§ **Задачи**:
[a] Какое первое свойство российской власти называется в тексте о кризисе 2020 года?
[b] Переведите на английский язык предложение из текста о кризисе 2020 года: «Свойство первое — российская власть утратила способность к командной игре».

§ **Исходный текст**:
********************

Кризис-2020 и пять новых свойств российского режима

Татьяна Становая Политика 32

Трансформация, которую сейчас переживает российский режим из-за свалившегося на него многопланового кризиса, может показаться беспрецедентной. Но беспрецедентные тут скорее внешние обстоятельства — мировая пандемия, рекордное падение цен на нефть. А сами по себе изменения в системе российской власти начались уже давно — с тех пор, как стал слабеть крымский эффект.

Уже на подступах к нынешнему кризису режим функционировал иначе, постепенно формируя угрозу собственному будущему. А сейчас новые свойства просто окончательно вышли на поверхность.


ВСЕРОССИЙСКАЯ ДЕЗОРГАНИЗАЦИЯ

Свойство первое — российская власть утратила способность к командной игре. Путинский режим хорошо умеет поддерживать политическую стабильность, обеспечивать лояльность. Выборы, оппозиция, губернаторская кротость, легкое подавление протестов — для всего этого разработана и постоянно ужесточается целая система превентивных мер.

********************

Извлечённые записи данных
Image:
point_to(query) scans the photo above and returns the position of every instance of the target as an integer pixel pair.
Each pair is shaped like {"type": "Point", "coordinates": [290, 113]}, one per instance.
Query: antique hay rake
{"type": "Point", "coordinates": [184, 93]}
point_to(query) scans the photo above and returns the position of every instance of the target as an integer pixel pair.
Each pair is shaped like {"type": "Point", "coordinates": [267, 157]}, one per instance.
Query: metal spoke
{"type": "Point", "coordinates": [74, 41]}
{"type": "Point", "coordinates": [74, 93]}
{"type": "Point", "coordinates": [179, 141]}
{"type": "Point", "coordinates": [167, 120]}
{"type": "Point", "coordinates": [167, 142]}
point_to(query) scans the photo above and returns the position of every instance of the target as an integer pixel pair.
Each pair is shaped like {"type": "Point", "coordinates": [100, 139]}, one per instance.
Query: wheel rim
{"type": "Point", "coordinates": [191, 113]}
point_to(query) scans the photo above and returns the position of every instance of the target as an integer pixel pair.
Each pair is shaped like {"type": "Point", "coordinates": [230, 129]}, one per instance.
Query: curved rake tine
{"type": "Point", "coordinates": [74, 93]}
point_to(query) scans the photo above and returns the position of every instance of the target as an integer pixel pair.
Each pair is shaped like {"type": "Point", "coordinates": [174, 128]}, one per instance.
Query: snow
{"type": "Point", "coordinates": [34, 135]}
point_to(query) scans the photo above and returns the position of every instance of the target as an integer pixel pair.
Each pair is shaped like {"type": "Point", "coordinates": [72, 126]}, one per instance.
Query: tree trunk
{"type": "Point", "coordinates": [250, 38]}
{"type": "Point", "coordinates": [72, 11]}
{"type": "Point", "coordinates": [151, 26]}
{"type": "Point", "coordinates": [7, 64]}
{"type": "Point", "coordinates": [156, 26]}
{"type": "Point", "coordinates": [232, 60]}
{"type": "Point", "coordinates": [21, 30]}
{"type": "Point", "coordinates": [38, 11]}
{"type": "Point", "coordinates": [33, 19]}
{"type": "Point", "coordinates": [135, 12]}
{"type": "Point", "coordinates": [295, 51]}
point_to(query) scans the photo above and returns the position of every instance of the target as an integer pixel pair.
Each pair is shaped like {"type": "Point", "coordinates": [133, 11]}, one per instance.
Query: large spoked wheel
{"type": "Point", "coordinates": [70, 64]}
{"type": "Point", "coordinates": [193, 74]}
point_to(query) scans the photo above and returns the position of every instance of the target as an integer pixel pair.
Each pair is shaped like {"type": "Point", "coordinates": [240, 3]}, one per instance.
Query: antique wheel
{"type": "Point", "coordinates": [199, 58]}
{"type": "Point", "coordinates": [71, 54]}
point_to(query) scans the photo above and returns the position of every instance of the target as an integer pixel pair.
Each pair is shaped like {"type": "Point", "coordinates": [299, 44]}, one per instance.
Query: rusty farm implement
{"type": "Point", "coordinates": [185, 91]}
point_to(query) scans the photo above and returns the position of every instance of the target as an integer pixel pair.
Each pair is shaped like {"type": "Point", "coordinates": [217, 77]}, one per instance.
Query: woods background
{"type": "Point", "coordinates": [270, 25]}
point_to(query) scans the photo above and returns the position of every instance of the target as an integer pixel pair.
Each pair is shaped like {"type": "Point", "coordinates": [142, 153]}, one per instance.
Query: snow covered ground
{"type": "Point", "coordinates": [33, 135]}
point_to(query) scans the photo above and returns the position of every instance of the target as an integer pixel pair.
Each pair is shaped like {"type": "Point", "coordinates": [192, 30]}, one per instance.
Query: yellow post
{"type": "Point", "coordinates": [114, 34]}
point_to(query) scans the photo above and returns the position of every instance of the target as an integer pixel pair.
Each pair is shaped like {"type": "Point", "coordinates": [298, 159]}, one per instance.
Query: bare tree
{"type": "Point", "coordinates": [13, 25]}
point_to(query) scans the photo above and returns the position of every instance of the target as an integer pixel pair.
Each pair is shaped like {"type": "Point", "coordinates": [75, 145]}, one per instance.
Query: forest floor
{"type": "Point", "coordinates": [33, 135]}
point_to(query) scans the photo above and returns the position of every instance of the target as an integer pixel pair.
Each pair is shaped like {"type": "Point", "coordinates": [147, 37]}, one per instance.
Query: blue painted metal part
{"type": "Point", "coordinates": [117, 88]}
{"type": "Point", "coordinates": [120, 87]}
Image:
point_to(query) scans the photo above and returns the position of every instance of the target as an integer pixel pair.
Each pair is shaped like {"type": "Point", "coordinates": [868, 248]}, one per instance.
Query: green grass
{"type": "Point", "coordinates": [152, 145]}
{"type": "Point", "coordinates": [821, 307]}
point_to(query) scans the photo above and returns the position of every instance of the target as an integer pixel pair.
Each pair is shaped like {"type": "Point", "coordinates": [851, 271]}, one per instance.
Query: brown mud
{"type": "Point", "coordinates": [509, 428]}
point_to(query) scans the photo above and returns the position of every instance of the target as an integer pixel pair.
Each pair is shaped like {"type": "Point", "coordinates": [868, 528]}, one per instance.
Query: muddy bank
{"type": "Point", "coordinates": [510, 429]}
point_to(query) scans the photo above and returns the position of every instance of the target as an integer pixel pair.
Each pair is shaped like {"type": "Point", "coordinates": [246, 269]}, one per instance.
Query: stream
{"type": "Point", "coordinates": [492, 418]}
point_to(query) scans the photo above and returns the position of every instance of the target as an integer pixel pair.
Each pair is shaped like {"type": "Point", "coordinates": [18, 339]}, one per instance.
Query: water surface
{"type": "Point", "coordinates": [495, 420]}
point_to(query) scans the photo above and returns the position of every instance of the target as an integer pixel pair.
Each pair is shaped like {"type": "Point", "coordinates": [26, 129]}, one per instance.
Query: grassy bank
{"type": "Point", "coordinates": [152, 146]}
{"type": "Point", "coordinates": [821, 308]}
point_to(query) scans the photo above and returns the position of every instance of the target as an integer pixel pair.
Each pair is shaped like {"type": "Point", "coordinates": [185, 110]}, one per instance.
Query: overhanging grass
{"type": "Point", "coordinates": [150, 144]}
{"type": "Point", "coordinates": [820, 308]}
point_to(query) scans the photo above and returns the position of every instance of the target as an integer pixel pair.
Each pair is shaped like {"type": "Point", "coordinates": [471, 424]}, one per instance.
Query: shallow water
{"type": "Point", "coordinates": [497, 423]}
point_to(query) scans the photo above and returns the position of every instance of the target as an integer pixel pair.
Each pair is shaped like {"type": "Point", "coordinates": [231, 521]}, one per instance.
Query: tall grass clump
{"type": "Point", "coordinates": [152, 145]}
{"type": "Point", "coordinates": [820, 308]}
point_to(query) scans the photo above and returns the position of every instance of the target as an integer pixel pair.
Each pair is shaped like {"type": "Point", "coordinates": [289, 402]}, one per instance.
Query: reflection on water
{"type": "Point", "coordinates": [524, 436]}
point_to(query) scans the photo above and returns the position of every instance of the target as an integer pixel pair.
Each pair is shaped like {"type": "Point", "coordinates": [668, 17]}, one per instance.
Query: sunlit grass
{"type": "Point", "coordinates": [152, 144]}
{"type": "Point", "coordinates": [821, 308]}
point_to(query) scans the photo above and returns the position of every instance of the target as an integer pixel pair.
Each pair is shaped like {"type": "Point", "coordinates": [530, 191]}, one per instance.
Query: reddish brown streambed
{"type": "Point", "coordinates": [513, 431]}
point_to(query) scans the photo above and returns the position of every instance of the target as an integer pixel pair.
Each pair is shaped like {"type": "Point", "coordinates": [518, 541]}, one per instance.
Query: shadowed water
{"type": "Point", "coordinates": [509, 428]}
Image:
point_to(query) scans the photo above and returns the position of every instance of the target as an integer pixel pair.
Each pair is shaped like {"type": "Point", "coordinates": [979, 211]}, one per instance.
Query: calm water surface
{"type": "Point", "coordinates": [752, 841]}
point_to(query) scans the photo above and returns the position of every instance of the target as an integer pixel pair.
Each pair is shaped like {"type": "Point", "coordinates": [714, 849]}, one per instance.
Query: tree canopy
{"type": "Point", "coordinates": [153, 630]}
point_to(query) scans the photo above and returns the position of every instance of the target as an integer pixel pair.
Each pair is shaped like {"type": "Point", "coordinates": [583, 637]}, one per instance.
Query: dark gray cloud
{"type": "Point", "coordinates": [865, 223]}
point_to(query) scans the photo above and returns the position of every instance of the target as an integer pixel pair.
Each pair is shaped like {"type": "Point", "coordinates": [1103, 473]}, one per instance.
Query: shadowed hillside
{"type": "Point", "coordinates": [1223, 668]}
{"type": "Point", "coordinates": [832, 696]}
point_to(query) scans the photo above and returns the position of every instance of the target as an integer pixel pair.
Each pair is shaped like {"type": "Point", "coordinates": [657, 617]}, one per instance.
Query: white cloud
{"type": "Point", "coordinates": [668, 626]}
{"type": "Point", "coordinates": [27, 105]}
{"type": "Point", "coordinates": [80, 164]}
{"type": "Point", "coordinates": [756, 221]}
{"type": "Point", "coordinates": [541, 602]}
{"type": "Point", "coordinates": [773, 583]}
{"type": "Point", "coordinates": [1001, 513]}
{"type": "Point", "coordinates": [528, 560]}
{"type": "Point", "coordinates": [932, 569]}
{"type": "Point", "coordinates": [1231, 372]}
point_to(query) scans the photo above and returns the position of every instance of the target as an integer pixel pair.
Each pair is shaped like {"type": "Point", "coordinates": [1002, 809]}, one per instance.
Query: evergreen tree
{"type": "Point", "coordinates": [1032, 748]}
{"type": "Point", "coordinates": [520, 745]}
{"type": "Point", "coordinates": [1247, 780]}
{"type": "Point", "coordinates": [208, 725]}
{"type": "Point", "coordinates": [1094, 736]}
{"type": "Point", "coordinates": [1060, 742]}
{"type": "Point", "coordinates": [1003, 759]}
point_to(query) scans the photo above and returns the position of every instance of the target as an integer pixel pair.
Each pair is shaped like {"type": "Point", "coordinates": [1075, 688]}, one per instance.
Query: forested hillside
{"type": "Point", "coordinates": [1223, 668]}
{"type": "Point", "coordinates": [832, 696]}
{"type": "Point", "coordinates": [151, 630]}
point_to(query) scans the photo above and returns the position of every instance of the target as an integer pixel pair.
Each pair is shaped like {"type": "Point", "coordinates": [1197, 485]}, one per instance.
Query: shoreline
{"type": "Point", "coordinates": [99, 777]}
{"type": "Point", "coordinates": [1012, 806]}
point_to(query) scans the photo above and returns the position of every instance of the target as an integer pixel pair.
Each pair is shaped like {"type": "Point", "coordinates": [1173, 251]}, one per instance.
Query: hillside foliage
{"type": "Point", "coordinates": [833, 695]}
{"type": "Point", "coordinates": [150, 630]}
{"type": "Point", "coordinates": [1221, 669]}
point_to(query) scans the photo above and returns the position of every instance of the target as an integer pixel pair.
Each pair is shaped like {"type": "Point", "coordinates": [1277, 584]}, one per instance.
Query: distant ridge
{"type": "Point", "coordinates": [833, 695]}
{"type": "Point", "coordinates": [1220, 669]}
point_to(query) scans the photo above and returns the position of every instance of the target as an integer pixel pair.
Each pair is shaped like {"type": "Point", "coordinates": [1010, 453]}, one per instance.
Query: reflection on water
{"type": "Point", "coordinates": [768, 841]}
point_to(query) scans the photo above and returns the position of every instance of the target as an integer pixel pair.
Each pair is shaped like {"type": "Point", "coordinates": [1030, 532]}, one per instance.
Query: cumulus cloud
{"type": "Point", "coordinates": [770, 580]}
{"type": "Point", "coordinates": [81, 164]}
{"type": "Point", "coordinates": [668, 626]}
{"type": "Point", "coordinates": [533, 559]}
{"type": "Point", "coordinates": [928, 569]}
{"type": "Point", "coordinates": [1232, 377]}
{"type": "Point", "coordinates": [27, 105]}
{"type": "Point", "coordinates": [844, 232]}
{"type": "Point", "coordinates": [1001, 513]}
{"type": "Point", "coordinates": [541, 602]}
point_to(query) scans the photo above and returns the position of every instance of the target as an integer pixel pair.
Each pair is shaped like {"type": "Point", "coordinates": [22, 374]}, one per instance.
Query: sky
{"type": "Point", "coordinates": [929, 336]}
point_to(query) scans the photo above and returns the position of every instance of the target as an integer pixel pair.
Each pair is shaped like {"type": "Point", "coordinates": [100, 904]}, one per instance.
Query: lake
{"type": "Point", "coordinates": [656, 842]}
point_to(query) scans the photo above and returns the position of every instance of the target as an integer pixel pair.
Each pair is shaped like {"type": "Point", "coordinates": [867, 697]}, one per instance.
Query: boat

********************

§ **Ответы на задачи**:
[a] Российская власть утратила способность к командной игре.

[b] The first feature is that the Russian authorities have lost the ability to play as a team.